→ Consigna 1: Devuelve literalmente el pasaje del texto sobre Víctor Manuel que va de "Este momento, como" a "de este siglo.".
========================
Víctor Manuel tenía una grande y noble ambición: la de asegurar la independencia de Italia y su unidad. Consagróse por completo á la causa italiana, pues demasiado comprendió al subir al trono que éste era el deber de la casa de Saboya, y que, al heredar la corona teñida con la sangre de Novara, aceptaba esta misión, que podía ser una gloria, pero que era evidentemente un peligro. Juró, pues, sepultarse bajo las ruinas de su trono con su familia y su dinastía, ó realizar su empresa; pero, educado en la escuela de la desgracia, instruido por las lecciones de la experiencia, debió prometerse, sin duda, no comenzar hasta llegar el momento oportuno.

Este momento, como veremos, no llegó hasta 1859.

En cuanto á su ministro, el conde de Cavour, fué, como hombre de Estado, una de las más caracterizadas y sobresalientes figuras de este siglo.
========================
→ Consigna 2: Identifica en los registros todas las líneas donde aparece la palabra "green" y cópialas.

→ Datos proporcionados:
========================
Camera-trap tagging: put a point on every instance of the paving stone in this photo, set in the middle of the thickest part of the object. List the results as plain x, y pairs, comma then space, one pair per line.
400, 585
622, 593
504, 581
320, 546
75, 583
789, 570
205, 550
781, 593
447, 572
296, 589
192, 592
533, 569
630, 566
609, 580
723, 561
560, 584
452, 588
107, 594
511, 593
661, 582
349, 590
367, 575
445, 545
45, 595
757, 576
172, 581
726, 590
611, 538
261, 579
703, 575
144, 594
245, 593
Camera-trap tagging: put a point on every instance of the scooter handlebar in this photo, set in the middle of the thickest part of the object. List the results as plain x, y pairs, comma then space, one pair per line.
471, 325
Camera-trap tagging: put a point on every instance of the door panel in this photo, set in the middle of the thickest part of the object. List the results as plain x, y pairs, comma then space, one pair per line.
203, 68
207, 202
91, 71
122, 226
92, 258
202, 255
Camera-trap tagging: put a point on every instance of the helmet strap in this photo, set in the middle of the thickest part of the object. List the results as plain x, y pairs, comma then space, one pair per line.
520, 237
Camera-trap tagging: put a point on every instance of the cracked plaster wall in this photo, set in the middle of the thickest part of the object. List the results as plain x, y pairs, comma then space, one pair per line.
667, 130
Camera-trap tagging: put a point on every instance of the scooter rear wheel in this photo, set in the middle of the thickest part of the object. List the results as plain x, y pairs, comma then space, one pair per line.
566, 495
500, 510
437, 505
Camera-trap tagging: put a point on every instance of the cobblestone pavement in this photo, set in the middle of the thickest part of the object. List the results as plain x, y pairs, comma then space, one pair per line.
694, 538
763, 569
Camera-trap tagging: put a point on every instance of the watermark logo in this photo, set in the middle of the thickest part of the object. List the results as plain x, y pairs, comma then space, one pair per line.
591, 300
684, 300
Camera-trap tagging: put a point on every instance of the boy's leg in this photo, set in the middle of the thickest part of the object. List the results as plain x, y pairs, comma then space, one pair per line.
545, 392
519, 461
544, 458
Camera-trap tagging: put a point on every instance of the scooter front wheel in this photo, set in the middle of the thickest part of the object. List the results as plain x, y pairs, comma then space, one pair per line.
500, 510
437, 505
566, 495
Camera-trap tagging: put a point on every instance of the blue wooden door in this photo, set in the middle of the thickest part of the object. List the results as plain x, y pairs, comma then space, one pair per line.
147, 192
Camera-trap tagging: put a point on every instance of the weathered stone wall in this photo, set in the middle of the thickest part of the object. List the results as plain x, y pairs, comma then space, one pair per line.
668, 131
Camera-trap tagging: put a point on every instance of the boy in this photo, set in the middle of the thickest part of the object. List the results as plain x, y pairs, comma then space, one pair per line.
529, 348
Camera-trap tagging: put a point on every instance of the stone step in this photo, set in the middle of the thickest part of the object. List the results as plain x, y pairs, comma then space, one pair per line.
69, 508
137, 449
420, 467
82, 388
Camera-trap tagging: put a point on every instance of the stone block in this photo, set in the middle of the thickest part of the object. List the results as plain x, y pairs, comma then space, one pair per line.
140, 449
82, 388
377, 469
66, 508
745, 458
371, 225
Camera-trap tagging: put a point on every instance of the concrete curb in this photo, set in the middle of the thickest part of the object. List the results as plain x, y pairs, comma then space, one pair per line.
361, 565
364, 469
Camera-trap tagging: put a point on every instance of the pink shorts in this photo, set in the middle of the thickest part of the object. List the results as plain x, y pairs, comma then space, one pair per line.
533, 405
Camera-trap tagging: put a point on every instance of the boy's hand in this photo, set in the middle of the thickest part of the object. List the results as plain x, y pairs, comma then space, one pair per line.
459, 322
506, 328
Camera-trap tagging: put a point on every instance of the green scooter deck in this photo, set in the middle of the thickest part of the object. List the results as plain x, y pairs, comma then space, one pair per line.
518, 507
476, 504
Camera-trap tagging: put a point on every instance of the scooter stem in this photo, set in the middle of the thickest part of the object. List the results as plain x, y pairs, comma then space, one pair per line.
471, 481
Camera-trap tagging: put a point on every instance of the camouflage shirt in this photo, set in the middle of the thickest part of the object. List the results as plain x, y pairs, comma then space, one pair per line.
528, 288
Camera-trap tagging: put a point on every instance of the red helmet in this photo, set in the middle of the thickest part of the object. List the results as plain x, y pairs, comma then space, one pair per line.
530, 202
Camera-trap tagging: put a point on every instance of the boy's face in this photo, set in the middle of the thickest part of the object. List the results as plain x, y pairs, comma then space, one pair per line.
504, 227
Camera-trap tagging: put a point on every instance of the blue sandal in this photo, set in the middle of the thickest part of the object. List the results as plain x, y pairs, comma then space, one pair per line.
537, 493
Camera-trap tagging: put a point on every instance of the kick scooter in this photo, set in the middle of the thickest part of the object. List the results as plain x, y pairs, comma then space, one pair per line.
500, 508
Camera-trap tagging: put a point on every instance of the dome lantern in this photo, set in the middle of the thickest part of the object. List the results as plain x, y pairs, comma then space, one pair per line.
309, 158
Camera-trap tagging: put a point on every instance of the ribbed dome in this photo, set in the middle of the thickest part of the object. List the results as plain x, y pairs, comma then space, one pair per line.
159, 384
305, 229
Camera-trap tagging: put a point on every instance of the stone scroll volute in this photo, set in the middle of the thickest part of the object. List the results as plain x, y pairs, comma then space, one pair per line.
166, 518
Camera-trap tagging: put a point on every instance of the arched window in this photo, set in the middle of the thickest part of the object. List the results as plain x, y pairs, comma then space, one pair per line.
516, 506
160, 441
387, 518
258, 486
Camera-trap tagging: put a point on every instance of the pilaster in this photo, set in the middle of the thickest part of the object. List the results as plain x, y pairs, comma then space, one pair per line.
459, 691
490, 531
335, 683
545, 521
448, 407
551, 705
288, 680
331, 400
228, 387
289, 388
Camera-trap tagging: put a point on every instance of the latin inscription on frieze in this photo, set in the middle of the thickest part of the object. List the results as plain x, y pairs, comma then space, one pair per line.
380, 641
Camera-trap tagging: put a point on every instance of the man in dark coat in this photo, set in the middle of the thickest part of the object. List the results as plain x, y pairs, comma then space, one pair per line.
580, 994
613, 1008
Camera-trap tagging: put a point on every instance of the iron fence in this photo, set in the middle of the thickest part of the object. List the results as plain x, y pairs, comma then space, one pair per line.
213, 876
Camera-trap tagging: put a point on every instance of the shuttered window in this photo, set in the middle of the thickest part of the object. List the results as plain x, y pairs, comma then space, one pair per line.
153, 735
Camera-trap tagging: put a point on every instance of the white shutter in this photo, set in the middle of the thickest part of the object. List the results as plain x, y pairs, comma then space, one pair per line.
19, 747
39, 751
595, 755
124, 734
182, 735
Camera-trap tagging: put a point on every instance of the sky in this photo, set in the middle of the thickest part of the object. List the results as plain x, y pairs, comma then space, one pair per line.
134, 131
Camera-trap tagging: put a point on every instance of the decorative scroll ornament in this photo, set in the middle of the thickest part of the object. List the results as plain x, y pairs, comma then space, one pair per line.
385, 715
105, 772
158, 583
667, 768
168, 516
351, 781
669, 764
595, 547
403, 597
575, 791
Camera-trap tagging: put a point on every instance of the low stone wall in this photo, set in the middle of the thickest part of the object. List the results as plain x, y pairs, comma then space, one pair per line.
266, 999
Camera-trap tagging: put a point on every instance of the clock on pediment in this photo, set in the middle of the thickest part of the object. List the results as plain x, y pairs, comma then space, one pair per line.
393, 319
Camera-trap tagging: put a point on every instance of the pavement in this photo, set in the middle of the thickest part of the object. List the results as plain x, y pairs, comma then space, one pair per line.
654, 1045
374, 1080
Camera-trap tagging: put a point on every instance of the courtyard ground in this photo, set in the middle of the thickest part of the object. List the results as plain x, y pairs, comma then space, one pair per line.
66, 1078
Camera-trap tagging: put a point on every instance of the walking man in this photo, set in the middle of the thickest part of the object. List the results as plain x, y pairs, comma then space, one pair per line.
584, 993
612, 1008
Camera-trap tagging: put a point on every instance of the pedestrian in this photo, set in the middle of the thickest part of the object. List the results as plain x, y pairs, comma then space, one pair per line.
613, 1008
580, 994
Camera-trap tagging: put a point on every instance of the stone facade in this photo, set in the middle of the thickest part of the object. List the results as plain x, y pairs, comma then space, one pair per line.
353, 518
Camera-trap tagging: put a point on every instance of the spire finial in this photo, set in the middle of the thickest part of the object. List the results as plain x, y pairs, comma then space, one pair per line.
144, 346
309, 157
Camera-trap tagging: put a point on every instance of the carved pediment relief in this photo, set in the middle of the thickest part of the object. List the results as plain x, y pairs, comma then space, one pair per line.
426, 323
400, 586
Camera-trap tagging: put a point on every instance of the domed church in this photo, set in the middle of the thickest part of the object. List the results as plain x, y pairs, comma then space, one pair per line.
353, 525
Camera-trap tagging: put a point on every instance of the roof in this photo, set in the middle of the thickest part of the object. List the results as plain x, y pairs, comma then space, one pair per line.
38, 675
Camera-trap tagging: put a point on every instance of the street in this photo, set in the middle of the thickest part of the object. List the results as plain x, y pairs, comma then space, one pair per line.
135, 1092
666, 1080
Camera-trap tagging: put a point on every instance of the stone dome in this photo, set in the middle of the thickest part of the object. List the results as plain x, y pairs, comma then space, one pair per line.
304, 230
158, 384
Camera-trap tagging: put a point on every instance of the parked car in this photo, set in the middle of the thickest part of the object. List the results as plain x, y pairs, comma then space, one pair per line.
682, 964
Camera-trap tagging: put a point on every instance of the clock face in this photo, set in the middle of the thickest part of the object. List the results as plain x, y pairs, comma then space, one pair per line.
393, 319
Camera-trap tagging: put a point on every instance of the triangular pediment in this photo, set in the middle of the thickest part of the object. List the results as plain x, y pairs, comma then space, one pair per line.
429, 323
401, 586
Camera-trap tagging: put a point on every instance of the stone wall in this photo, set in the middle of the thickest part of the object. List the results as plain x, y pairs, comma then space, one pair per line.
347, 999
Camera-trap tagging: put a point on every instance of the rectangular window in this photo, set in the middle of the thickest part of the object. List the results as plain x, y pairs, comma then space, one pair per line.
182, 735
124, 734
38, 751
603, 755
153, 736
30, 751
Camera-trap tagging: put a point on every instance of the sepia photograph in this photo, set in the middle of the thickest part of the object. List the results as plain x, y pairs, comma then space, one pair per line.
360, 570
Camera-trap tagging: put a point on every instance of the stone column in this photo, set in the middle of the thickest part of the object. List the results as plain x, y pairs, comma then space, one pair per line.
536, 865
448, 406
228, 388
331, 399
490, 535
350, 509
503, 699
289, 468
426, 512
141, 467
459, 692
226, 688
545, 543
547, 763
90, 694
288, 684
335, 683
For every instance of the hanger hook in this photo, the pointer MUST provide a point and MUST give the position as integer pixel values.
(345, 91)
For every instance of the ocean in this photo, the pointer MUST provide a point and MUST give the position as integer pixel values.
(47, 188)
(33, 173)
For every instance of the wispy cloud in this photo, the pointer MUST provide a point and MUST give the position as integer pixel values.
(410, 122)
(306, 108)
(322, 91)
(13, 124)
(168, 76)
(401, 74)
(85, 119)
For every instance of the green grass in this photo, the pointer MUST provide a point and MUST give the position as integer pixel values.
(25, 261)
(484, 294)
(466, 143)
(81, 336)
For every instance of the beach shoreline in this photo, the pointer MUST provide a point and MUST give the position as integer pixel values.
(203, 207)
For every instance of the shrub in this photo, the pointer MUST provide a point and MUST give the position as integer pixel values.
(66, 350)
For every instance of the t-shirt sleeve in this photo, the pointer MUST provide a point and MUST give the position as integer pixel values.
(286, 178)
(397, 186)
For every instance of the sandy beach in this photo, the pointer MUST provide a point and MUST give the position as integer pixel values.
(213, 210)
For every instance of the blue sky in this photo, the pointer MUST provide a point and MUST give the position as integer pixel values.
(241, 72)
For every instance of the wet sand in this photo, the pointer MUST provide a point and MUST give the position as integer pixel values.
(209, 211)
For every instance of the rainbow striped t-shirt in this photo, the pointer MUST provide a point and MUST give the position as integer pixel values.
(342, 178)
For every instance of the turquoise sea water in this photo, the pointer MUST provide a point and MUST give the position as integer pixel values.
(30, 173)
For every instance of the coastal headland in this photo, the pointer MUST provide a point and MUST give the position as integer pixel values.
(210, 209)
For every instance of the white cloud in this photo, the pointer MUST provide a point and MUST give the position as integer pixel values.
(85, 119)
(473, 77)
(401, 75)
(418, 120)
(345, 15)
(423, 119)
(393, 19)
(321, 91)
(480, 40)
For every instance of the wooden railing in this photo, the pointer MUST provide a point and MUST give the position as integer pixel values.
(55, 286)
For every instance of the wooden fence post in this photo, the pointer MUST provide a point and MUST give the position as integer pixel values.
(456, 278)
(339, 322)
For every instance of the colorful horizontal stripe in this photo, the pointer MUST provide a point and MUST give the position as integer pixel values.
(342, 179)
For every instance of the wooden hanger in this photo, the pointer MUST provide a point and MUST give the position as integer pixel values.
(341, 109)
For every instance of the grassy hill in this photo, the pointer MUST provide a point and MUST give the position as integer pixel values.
========================
→ Solución 1:
Este momento, como veremos, no llegó hasta 1859.

En cuanto á su ministro, el conde de Cavour, fué, como hombre de Estado, una de las más caracterizadas y sobresalientes figuras de este siglo.

→ Solución 2:
Camera-trap tagging: put a point on every instance of the green scooter deck in this photo, set in the middle of the thickest part of the object. List the results as plain x, y pairs, comma then space, one pair per line.
For every instance of the green grass in this photo, the pointer MUST provide a point and MUST give the position as integer pixel values.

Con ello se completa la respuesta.